_The problem_: Reproduce each of the rows below with "bounding box" replaced by "rectangular frame" and everything else left unchanged. Omit the pictures from your answer.

(Bounding-box records)
########################################
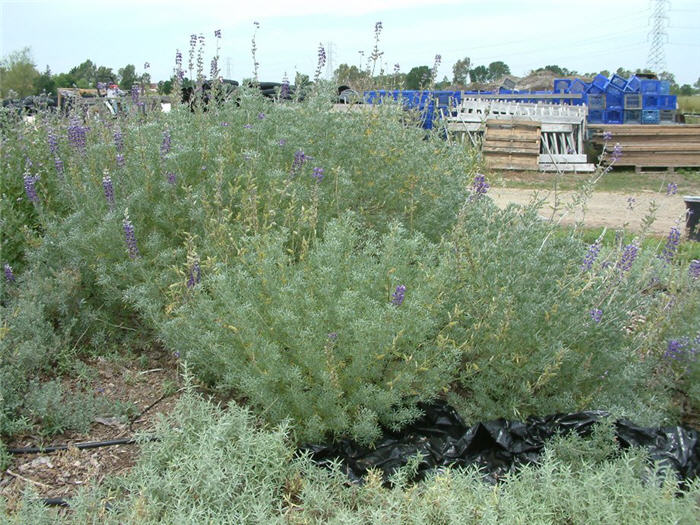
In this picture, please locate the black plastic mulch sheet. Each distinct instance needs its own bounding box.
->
[302,403,700,482]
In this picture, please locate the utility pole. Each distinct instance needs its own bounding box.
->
[326,42,335,78]
[647,0,671,74]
########################################
_Result of this task_:
In this picture, please locate the black plastic mulch sheet. Each distinct instance needs its own rectangular frame.
->
[302,403,700,482]
In this picture, please locate the utility pole. Each distinct instance needs its own rectangular frame.
->
[326,42,335,78]
[647,0,671,74]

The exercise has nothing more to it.